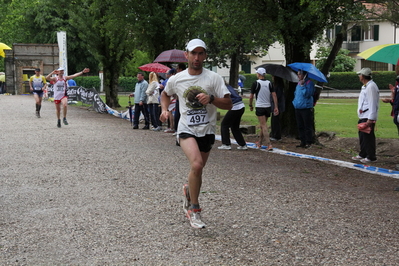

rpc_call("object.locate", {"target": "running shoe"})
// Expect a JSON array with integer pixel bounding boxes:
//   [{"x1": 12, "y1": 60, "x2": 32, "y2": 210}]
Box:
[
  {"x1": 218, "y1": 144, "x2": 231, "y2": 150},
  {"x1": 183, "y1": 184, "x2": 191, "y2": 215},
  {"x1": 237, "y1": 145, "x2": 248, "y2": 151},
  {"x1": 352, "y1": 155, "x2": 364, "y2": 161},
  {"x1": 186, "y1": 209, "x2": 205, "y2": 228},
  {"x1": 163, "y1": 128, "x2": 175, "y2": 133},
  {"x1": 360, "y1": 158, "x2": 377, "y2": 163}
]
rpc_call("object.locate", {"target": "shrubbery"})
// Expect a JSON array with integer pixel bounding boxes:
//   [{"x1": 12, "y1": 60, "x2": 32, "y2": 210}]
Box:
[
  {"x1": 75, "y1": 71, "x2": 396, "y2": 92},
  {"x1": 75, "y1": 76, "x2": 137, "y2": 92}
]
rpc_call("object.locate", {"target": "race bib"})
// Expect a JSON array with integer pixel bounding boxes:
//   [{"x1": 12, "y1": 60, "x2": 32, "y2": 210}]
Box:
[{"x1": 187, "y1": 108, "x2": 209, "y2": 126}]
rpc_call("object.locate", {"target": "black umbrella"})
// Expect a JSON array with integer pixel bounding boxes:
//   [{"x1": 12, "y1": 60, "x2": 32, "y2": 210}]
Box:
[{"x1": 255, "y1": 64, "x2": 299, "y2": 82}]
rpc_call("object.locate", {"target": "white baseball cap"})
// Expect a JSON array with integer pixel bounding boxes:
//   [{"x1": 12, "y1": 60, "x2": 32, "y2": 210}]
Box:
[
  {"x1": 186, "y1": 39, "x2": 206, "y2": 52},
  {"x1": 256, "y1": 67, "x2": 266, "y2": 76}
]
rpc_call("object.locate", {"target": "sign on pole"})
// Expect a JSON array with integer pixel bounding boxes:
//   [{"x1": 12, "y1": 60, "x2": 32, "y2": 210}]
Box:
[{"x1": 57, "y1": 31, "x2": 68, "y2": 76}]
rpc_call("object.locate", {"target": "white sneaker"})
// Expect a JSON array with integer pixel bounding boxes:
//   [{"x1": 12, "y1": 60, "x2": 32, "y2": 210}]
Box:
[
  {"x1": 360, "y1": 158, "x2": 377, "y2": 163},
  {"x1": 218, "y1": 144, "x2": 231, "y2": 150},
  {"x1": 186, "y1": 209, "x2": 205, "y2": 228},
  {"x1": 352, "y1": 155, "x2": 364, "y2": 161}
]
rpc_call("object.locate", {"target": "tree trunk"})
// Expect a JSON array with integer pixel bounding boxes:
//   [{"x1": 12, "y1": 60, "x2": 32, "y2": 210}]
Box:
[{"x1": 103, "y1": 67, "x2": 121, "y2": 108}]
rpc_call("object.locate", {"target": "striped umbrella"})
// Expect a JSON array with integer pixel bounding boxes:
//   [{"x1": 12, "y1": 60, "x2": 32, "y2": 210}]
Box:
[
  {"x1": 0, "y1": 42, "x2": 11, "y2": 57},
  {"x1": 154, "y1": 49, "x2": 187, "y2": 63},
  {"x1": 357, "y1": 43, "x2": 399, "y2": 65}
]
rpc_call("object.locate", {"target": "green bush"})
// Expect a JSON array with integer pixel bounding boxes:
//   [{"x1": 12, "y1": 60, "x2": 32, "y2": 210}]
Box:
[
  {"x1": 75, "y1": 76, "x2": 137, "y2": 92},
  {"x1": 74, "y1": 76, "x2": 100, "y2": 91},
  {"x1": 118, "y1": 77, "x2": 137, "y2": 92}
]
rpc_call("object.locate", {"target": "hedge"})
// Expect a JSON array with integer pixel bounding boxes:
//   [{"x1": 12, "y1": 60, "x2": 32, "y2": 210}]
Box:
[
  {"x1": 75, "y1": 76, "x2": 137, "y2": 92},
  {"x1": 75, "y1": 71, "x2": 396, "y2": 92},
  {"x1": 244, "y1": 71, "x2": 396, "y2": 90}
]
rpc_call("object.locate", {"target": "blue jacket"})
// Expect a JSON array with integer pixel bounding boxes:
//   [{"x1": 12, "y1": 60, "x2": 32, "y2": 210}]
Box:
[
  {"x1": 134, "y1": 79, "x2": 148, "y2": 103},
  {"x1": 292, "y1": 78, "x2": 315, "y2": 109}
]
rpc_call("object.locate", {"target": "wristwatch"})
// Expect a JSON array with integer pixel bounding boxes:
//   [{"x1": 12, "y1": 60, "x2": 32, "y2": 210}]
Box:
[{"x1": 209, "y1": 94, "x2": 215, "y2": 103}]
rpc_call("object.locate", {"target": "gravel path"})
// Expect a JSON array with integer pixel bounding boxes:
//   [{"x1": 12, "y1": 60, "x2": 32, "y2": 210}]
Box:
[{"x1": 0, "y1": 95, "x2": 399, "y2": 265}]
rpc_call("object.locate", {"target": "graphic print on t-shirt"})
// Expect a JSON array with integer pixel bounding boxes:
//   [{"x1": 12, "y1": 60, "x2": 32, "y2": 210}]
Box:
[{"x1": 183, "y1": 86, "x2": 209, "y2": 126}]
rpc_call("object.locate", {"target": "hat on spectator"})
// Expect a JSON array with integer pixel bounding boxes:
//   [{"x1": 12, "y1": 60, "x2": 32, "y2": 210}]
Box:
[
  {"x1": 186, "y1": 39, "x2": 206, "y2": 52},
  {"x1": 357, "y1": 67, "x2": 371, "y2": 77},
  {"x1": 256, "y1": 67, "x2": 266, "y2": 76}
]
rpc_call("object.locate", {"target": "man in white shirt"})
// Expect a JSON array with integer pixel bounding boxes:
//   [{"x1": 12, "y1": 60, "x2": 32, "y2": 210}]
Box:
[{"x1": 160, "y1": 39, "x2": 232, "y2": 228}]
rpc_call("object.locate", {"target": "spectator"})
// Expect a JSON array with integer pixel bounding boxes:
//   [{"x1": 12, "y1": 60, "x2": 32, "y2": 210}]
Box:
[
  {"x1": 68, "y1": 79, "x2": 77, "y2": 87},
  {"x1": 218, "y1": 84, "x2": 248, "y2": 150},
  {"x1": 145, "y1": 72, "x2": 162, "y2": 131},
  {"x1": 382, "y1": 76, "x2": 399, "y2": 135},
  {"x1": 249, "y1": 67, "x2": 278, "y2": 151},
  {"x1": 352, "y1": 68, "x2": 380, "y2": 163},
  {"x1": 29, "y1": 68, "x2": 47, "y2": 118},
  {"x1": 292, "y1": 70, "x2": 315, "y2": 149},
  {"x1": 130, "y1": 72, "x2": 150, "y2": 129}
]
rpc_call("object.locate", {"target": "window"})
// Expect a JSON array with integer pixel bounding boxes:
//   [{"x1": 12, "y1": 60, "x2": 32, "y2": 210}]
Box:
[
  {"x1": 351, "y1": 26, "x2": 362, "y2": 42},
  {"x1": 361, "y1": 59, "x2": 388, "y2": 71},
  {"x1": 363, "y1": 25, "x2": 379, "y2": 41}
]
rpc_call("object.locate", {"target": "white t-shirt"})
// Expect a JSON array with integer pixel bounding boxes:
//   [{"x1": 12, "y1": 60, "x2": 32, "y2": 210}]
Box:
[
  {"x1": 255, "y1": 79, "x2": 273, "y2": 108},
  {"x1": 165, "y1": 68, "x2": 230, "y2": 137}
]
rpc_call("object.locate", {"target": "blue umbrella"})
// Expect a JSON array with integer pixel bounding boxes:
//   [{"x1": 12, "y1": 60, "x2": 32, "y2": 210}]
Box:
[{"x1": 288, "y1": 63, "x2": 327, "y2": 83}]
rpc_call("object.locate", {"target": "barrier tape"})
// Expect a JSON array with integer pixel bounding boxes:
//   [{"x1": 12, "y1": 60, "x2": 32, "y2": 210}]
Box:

**SHORT EXERCISE**
Please return every line of the items above that contains the word "white".

**PROBLEM SOLUTION**
rpc_call("object.locate", {"target": "white baseball cap"})
rpc_call("object.locate", {"target": "white sneaker"})
rpc_call("object.locate", {"target": "man in white shirt"})
rpc_call("object.locate", {"target": "white t-shirt"})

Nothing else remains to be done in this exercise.